┌──

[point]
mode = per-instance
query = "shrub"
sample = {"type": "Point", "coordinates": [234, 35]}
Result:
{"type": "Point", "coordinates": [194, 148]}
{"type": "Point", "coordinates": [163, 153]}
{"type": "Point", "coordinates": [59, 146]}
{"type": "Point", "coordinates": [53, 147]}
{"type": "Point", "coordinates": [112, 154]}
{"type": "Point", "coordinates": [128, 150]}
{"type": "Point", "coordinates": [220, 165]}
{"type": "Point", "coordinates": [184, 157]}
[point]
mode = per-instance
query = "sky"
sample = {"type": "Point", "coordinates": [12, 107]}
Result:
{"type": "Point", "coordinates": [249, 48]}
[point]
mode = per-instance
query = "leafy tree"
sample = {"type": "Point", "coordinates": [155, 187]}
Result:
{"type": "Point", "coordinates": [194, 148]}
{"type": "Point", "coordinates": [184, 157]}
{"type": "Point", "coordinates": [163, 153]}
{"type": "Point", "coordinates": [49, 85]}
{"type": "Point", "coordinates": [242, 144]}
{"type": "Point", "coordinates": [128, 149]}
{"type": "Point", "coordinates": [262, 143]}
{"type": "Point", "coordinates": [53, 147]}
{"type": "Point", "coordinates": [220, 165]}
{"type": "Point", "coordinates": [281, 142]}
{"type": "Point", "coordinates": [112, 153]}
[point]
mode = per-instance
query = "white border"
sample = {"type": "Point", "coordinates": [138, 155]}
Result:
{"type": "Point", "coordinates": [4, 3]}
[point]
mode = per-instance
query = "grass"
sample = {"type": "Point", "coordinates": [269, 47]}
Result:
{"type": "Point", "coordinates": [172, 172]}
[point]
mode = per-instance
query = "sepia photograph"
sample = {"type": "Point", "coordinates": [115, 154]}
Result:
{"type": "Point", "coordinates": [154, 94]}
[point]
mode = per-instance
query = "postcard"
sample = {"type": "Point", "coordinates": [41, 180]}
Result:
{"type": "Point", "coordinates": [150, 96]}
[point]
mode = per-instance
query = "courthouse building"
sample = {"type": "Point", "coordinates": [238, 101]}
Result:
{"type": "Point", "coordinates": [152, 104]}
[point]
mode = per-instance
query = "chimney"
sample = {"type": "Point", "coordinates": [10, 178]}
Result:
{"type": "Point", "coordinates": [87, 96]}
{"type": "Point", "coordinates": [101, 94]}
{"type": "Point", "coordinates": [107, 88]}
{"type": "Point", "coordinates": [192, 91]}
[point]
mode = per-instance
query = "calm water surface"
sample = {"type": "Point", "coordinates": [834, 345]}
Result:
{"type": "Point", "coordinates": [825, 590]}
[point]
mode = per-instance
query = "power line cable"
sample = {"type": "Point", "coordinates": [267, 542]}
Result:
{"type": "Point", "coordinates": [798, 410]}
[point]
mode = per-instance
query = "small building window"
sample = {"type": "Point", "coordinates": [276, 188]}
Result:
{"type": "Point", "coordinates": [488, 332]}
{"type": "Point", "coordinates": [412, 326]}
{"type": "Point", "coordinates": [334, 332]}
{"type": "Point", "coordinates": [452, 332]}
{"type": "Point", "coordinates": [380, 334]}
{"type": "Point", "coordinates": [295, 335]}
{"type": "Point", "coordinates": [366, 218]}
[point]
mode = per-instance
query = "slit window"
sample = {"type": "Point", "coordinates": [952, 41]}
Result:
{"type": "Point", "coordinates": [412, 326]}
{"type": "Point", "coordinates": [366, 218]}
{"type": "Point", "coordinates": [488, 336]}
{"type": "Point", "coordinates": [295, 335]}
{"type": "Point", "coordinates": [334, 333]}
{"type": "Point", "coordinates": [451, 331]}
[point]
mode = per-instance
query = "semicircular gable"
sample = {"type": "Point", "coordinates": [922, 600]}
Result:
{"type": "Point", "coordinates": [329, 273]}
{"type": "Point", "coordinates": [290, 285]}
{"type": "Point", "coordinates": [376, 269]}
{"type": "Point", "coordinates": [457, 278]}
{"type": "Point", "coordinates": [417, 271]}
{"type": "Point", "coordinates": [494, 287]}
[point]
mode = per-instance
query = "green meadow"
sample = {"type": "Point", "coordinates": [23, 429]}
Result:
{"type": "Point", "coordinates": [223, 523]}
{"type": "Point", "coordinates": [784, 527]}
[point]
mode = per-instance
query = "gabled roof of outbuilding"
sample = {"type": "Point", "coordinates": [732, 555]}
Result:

└──

PROBLEM TO WORK ON: List every line of the material above that contains the word "window".

RESPONSE TO THE TASK:
query = "small building window"
query = "slit window"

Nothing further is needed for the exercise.